What to work on
Read the records below and copy each line that contains "front".

Provided data
□ □ □ □ □ □ □

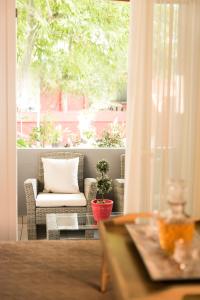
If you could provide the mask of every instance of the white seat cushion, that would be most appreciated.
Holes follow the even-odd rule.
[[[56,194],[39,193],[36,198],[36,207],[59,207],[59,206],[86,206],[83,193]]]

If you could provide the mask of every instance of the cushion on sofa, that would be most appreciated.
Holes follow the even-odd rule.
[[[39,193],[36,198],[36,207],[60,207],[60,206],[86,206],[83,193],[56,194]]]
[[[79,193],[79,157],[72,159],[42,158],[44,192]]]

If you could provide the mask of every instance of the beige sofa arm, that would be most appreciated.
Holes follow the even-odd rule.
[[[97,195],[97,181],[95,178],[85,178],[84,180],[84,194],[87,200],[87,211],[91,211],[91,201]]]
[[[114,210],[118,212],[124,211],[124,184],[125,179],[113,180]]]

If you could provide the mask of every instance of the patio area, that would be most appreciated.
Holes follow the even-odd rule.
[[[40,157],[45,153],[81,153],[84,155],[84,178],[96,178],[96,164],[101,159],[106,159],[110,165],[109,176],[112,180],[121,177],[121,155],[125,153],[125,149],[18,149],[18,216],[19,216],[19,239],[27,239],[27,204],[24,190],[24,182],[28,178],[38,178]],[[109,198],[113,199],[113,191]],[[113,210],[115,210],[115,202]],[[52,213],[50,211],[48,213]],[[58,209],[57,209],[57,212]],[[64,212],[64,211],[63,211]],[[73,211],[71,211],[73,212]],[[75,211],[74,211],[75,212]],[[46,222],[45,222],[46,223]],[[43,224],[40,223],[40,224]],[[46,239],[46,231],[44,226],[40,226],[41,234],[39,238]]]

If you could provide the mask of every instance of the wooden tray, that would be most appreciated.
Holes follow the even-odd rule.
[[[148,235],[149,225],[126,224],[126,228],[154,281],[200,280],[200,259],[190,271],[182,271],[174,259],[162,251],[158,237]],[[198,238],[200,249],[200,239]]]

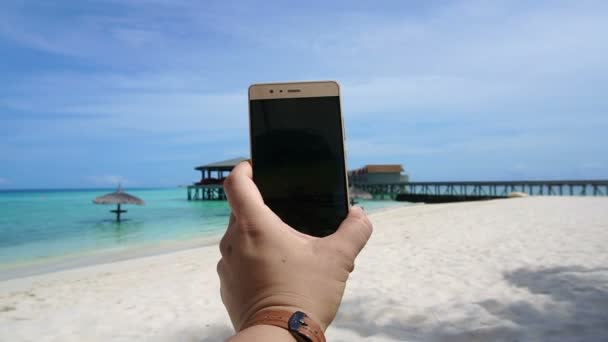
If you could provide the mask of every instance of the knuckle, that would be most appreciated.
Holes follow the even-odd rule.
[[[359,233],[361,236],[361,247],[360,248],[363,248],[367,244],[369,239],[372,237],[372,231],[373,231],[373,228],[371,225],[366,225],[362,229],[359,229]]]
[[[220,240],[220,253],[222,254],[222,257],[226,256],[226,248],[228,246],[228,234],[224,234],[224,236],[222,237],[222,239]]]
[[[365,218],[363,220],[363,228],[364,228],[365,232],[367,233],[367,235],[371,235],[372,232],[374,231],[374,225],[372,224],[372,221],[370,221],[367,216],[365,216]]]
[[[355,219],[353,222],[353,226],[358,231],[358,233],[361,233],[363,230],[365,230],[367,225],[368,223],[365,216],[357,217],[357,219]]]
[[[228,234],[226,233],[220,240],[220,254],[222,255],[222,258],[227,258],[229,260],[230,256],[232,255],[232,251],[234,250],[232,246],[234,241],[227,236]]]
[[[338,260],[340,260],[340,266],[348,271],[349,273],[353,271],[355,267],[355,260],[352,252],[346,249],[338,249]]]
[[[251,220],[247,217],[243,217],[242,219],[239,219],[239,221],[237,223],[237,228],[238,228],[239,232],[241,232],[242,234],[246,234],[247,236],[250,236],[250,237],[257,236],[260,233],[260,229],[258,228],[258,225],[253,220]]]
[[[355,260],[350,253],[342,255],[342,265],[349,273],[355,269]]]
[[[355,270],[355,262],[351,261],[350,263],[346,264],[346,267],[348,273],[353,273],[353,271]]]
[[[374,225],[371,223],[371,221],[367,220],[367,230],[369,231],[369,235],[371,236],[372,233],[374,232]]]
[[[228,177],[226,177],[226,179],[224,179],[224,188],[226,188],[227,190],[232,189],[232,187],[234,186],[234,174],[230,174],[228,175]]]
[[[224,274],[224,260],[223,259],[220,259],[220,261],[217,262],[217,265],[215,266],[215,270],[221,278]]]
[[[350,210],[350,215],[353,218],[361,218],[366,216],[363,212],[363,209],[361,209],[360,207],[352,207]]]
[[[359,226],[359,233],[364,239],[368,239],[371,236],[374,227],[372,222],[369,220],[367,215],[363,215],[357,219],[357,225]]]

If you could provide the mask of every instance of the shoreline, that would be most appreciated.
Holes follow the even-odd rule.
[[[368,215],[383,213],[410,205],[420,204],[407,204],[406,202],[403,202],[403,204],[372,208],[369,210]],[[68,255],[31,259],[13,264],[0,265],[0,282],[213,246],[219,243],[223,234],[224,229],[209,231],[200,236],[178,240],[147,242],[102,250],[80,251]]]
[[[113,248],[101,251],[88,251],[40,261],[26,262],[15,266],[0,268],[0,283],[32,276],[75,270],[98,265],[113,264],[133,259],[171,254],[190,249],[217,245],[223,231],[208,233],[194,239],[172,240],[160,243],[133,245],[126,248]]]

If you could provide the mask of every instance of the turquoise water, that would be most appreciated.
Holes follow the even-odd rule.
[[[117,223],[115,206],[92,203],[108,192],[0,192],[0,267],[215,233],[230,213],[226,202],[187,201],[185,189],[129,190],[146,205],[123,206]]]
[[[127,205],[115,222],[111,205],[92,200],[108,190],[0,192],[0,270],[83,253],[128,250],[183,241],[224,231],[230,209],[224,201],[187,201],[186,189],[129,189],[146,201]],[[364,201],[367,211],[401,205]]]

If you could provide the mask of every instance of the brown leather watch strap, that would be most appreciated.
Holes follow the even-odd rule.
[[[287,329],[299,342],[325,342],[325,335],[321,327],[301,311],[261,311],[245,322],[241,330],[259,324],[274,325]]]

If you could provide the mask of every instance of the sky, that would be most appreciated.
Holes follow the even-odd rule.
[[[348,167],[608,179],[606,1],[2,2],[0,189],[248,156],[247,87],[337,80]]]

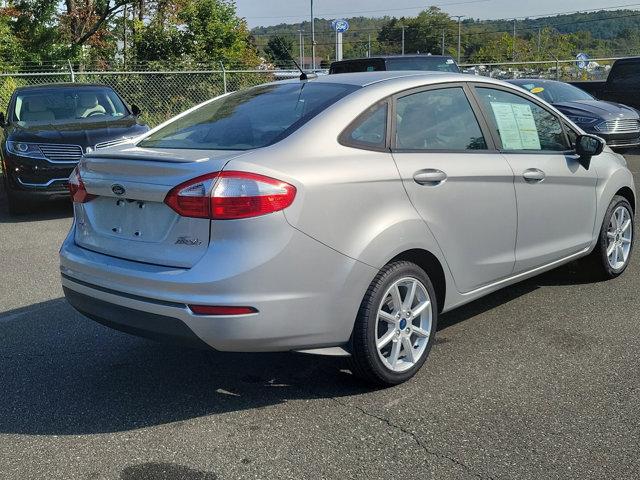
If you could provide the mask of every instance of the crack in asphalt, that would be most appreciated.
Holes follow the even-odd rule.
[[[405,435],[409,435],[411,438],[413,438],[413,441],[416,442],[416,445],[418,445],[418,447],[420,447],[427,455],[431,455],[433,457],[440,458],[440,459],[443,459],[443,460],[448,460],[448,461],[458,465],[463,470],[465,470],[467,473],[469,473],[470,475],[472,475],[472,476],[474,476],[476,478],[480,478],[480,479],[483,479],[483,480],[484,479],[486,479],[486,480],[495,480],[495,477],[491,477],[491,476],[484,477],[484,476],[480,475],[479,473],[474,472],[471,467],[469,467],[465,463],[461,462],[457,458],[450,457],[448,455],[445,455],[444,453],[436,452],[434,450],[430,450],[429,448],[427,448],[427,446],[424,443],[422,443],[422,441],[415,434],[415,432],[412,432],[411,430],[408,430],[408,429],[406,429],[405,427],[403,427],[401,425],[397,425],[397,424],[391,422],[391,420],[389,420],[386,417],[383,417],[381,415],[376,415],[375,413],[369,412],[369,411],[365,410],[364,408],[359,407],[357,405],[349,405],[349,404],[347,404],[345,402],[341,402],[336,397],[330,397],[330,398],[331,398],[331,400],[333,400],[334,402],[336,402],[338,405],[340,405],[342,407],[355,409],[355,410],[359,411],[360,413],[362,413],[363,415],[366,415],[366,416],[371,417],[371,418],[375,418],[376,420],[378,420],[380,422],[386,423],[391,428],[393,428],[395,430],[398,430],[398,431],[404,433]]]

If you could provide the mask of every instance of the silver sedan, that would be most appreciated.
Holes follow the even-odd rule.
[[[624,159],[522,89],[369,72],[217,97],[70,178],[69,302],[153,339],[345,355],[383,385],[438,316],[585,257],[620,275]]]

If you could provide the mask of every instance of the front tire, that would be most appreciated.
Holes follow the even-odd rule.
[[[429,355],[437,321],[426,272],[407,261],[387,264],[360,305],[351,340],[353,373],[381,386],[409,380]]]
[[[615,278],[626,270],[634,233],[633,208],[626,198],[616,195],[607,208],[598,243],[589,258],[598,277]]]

□ □ □ □ □ □ □

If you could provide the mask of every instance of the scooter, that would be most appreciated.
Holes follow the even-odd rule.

□ □ □ □ □ □ □

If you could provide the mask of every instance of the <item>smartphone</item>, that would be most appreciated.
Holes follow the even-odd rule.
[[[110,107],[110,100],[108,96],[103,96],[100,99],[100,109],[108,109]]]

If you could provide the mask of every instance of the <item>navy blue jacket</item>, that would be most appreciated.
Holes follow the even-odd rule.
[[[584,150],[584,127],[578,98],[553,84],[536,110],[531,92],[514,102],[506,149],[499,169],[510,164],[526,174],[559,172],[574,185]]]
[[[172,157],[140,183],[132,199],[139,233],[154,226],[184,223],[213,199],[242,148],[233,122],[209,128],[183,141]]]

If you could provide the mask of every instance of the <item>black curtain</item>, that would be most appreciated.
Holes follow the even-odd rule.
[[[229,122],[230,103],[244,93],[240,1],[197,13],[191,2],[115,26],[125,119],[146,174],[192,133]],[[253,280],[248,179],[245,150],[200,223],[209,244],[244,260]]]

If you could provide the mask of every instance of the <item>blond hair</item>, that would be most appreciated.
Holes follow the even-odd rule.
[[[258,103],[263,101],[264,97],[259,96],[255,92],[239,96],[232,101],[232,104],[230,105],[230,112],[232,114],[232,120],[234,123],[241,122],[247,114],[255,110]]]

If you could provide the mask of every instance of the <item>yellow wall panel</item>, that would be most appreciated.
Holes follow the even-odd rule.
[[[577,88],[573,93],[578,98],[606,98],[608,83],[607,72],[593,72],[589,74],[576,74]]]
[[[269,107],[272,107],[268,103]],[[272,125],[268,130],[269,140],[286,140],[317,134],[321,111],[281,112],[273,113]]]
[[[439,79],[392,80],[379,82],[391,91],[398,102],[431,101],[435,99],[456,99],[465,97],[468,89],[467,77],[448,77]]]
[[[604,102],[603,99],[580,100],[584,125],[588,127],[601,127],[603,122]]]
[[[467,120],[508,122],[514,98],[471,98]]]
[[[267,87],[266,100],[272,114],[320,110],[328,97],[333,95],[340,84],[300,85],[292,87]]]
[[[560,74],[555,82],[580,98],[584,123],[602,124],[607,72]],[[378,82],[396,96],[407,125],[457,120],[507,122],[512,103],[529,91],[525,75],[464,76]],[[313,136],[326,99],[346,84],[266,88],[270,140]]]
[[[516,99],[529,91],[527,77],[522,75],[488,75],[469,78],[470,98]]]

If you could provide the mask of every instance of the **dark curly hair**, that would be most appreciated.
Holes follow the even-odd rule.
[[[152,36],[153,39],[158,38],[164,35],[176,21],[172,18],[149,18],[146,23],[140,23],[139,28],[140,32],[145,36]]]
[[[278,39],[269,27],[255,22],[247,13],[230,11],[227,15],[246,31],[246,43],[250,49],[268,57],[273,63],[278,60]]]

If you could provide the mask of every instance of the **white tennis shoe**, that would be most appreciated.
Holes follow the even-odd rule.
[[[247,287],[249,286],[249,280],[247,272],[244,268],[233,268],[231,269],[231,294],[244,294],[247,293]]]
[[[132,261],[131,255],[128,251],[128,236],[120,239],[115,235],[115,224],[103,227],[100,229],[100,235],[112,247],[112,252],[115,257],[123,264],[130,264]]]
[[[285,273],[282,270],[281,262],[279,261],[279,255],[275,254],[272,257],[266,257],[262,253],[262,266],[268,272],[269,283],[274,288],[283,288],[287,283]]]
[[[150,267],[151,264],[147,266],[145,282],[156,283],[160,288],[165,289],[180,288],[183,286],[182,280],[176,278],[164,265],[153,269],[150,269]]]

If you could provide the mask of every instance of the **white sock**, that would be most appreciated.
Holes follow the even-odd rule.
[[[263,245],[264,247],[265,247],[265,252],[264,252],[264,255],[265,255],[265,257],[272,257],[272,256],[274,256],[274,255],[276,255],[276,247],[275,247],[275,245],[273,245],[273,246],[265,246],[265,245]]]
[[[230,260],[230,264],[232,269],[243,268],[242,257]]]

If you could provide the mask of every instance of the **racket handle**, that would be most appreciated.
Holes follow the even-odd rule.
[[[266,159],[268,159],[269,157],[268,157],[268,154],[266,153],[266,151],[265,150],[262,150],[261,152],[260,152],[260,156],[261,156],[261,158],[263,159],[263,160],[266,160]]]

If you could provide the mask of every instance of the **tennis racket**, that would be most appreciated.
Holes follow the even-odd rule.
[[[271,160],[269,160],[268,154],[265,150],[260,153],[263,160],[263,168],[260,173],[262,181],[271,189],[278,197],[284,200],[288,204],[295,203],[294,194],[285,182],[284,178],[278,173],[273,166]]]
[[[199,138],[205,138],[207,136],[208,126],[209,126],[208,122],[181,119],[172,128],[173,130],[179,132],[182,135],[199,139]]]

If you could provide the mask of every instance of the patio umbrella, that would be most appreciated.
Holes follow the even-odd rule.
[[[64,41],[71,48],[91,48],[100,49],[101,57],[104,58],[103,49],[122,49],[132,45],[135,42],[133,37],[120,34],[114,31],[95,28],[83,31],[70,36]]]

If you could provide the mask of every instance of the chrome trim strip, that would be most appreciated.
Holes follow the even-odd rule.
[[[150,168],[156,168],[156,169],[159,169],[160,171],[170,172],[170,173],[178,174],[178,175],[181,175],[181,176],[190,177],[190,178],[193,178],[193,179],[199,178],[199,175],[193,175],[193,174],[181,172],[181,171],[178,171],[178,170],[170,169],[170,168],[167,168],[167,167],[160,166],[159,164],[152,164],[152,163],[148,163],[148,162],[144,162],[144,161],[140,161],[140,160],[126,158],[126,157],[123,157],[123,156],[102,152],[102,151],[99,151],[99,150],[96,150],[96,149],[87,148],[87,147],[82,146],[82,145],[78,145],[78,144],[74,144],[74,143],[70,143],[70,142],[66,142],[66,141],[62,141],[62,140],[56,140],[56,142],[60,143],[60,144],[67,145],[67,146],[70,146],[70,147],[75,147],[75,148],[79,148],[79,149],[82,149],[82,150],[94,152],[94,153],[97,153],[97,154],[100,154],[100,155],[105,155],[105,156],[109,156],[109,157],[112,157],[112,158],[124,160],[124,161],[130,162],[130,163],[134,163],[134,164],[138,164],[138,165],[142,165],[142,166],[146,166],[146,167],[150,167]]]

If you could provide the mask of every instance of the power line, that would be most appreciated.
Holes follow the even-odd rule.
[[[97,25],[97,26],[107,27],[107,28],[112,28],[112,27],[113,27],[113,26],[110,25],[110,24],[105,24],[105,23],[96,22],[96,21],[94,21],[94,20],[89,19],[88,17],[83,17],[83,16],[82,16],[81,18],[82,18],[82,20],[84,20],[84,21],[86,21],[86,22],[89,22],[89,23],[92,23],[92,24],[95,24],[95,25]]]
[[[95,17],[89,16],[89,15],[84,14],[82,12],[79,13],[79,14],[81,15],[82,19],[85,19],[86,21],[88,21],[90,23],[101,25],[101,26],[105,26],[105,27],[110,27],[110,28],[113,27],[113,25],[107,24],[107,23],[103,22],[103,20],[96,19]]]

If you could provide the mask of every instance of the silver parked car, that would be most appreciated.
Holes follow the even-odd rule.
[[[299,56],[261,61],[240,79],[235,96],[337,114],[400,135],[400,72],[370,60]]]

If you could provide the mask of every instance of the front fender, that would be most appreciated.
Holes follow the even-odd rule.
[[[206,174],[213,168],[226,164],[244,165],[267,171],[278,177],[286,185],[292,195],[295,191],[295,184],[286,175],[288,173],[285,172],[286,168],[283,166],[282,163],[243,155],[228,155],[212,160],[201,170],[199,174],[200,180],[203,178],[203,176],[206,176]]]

□ □ □ □ □ □ □

Solution for this exercise
If you could provide the mask of every instance of the front tire, that would be most appreciated.
If you could provide the mask of every instance of the front fender, that would be most appreciated.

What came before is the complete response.